= Leestekst =

----

Gemeente Breda
Raadsvoorstel
Registratienr: 19215]
Dienst/afdeling: VWLZ
Betreft:
Inleiding
Voorstel
Motivering/Toelichting
Agendapuntnummer: 2
Aantal bijlagen: -
Vaststellen van de verordening kinderopvang 2003 en verordening peuterspeelzaalwerk 2003 onder
gelijktijdige intrekking van de verordening kinderopvang 1999.
A. Op 1 januari 2004 zal naar verwachting de Wet Basisvoorziening Kinderopvang in werking
treden. Deze wet voorziet in een landelijk kader van toezicht op de kinderopvang. Vooralsnog
is door de voormalige regering besloten het peuterspeelzaalwerk niet onder de werking van
deze wet te laten vallen. Om deze reden is het voorstel om analoog aan deze keuze, de
verordening kinderopvang 1999 van de gemeente Breda in aangepaste vorm te splitsen in
twee verordeningen, te weten een verordening kinderopvang en een verordening
peuterspeelzaalwerk.

----

= Vermelde rijen =
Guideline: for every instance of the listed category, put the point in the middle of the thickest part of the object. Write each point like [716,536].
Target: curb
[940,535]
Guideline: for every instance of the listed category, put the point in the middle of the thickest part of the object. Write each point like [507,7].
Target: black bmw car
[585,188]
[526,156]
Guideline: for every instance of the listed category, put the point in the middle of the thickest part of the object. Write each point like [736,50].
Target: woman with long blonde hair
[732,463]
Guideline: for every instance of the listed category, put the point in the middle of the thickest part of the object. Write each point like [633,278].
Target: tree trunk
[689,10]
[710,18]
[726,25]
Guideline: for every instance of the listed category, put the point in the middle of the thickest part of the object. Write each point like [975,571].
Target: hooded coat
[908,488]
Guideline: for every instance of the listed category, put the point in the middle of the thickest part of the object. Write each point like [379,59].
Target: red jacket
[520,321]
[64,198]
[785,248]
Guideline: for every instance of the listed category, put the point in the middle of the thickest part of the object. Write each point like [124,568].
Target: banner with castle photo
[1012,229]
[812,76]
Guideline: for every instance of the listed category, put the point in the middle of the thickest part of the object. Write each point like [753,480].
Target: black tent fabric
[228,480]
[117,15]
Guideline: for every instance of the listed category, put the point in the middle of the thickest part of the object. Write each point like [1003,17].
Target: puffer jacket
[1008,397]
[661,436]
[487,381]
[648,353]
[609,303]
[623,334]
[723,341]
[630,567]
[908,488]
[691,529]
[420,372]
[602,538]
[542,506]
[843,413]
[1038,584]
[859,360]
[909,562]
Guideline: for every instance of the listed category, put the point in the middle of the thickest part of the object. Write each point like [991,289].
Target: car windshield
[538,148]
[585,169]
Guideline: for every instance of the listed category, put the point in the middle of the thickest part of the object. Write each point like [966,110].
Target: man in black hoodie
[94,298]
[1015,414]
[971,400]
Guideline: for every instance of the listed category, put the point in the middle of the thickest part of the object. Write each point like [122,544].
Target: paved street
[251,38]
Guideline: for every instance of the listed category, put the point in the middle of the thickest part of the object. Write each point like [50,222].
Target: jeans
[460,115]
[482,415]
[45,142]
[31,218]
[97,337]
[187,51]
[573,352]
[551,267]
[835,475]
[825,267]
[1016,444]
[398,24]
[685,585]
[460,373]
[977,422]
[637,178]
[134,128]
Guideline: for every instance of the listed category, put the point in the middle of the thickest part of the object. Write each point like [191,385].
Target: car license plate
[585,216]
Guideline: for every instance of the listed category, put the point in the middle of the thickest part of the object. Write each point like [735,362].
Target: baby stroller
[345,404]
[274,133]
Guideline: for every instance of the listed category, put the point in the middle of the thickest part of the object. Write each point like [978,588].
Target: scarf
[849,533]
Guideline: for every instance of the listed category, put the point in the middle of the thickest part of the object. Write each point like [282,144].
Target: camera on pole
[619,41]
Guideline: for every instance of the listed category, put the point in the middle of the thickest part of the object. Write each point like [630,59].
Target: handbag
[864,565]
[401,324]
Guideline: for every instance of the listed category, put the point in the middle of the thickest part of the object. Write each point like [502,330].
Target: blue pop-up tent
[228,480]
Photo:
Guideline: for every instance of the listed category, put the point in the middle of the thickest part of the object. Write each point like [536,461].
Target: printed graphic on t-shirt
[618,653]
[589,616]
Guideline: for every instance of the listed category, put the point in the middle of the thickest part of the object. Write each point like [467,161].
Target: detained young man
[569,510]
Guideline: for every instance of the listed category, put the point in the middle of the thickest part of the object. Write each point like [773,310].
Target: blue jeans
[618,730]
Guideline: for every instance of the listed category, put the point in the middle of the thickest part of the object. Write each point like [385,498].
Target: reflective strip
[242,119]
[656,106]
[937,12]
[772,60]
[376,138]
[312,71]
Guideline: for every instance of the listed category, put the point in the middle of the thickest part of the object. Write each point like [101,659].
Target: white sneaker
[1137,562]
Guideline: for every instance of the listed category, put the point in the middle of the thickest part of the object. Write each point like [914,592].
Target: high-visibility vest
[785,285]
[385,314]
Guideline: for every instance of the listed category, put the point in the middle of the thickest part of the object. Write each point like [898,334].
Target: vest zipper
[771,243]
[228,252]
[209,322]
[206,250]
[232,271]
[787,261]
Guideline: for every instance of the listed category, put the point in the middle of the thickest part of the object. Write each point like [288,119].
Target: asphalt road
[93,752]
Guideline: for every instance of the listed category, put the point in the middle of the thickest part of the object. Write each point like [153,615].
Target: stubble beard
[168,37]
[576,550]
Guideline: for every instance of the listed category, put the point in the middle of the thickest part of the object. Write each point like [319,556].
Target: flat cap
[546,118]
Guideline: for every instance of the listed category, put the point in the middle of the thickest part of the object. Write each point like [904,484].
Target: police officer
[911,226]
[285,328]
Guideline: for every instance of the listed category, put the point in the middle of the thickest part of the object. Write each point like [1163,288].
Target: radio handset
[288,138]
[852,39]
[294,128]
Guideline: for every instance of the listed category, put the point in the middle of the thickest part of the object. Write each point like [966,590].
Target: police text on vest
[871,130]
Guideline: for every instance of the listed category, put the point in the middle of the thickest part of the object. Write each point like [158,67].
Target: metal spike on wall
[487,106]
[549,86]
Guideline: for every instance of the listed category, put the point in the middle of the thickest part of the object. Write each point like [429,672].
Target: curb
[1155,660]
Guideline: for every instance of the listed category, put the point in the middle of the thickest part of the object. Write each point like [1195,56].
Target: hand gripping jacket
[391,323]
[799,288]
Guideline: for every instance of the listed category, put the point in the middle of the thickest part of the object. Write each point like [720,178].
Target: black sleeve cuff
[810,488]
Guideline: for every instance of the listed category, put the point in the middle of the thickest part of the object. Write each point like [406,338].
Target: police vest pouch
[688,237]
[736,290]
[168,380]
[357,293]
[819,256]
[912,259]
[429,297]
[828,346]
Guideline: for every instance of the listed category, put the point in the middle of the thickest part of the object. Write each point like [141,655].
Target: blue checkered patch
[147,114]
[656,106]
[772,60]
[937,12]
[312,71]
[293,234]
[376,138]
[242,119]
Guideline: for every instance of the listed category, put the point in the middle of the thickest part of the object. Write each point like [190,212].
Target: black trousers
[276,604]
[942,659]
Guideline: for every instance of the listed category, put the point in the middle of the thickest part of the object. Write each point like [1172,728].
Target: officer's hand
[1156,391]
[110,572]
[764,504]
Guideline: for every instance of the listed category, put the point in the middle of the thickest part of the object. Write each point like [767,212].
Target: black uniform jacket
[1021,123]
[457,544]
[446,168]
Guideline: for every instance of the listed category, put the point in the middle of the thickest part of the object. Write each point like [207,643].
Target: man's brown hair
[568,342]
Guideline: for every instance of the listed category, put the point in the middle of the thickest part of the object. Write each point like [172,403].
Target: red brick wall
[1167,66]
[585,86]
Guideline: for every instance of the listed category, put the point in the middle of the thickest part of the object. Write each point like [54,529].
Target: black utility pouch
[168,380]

----

Welke wet treedt volgens de leestekst naar verwachting op 1 januari 2004 in werking?

De Wet Basisvoorziening Kinderopvang.